Tasks:
a) Answer these from the article on Japanese maples:
(i) Where did the Full Moon maple come from?
(ii) How tall and wide does 'Shaina' grow?
(iii) How far from a walk or patio should weeping varieties be planted?
b) Extend the article on Japanese maples past its final sentence.

Selection:
--

My garden is a bit over an acre and filled with plants of every shape and size, and growing every day. I’ve forgotten the names of many over the years, there being too many hostas and other wonderful odds and ends with too little distinction between for my poor feeble mind.
I know little or nothing about their lineage, or who found them on a mountainside wherever. I know plants that grow well, mostly from experience, and ones that have interest that should earn a spot in others’ gardens. Japanese maples deserve a spot in every garden.
All of the following Japanese maple photos were taken in my garden. I’ve no doubt that there are collectors with more, but I have nearly as many as I need. Last year I added two new plants, a Full Moon maple (above), and an odd compact upright ‘Shaina’ (below). I’ve been trying to find a Full Moon of substantial size for a reasonable price (meaning cheap) for years, and found one with a scarred trunk from a grower in Oregon. The scar made the tree unsellable, except to me.
I found a spot that I needed to plug a shrub into, and ‘Shaina’ became that shrub. Although a small tree growing only to five or six feet tall and wide, I’m certain that it will grow much larger than the space I’ve set aside for it, so when that happens I’ll carve a wider area and move its neighbors to give them proper room.
This happens frequently to the gardener, at least it does to me, and choices must be made to determine who stays and who goes. The Japanese maple always stays.
There are many thousands of Japanese maples, and dozens of varieties readily available through nurseries, so how can you possibly pick the right one for your garden?
First, calculate the room available for the maple to grow. Weeping varieties, deemed to be dwarf, will occupy a ten foot by ten foot area much quicker than you think. Many upright varieties will grow nearly thirty feet in height, with a similar spread. Neither is appropriate to be planted in close proximity to a house, walk, or patio.
Gardeners, and even landscape designers, mistakenly plant Japanese maples so that they must be chopped and mangled to keep within bounds and from blocking walkways. Resist the urge to plant before proper consideration, and give ample space for these graceful trees to show their character. Allow seven to eight feet from a walk or patio for weeping varieties, and double this for uprights. If you don’t have adequate space, plant a maple that matures to a smaller size, not just a smaller size of the same tree.
Now that we have considered the space available for our Japanese maple, we can move to aesthetic details, leaf color and shape, Fall color, texture, and branching structure. After deciding small tree or large, weeping or upright, we can scarcely go wrong with any selection, for each has its beauty.
Weeping Japanese Maples ‘Dissectum’ is the description given to maples for their finely divided lacy leaves, and for this and their generally smaller size they are most popular.

--

[Records from a point labeling set]
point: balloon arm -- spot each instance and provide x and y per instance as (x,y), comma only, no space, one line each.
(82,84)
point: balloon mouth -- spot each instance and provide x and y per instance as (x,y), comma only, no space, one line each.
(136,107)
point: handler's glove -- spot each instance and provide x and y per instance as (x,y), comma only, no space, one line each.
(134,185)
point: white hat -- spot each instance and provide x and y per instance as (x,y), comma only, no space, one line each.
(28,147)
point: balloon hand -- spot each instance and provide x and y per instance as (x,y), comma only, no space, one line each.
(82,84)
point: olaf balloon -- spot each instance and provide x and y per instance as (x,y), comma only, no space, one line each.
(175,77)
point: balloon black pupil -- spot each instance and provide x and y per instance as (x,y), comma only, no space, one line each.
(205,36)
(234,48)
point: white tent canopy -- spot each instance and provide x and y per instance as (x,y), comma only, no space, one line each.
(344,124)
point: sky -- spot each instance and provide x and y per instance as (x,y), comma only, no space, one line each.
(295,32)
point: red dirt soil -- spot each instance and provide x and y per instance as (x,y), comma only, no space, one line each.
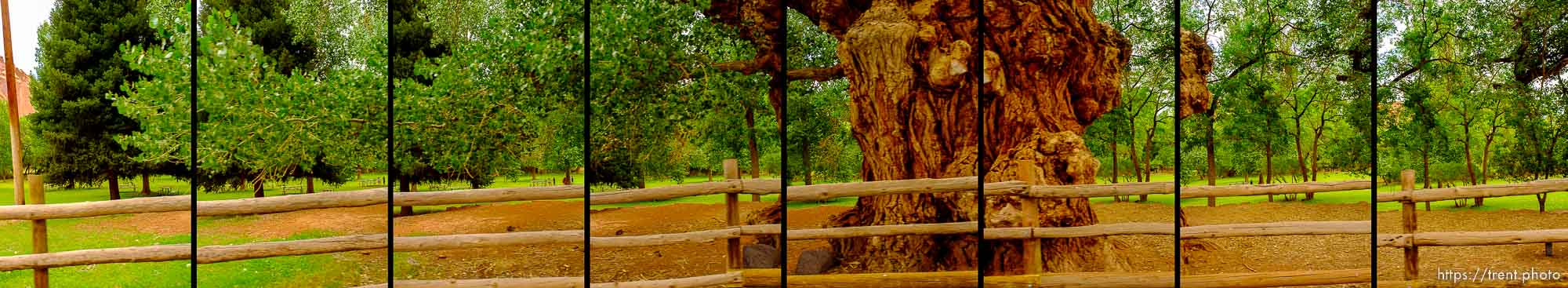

--

Results:
a)
(i) A grower in Oregon
(ii) Five or six feet tall and wide
(iii) Seven to eight feet

b)
Leaves can be green, as with Viridis (left), or red, found in many popular varieties such as Crimson Queen (below), Garnet, Tamukeyama, Red Dragon, and many more. For many people these are indistinguishable, but each has a distinct character in size, coloration, or branching structure. 
The branching of Crimson Queen is so full that it is often referred to as a big red mushroom, while Garnet has an open growth habit to ten feet tall and would hardly be considered to have pendulous branches. Though often placed without being allotted adequate space, weeping maples are ideal for most small gardens.
I have only two weeping maples in my garden as I have plenty of room for larger trees, and I prefer the diverse leaf shapes and colors of the upright Japanese maples.
Upright growing Japanese Maples range from slow growing trees such as ‘Butterfly’ to the fast growing ’Bloodgood’, and strict upright to wide spreading shapes.
Butterfly Maple (above) has beautiful variegated leaves of green, white, and a bit of pink in the Spring. It is a slow growing, densely branched tree that will reach ten feet in height if I live so long.
Most Japanese maples are Acer palmatum, but several lesser known are Acer japonicum or Acer shirasawanum, including the Fern Leaf maple, ‘Aconitifolium’ (above showing Fall color), and the Golden Full Moon maple ‘Aureum’ (pictured near the top). Fern Leaf maple is a nice, small spreading tree, but really takes a front seat in the garden with its Fall color. The Golden Full Moon prefers a break from the afternoon Summer sun to show its leaf color and not burn the leaves, and is quite slow growing.
‘Bloodgood’ maple is the most common of the red leaved upright Japanese maples (seen at the top of the page) and is a fine tree reaching over twenty-five feet, but there are many others with distinctive leaf color or shape. Some are not popular in commerce because they are more “unusual” than beautiful.
‘Burgundy Lace’ (above) is similar in growth to ‘Bloodgood’, but spreads slightly more and grows not quite as tall, and leaves are more finely dissected.
‘Seriyu’ has an upright growth habit to about fifteen feet with green dissectum leaves. The red Fall color is outstanding. I have planted two of these quite close to my house with the intention of walking under them as you follow the path to the front door. For several years the path was impassable until Seriyu grew large enough to prune the lower branches. Now the entry is wonderful.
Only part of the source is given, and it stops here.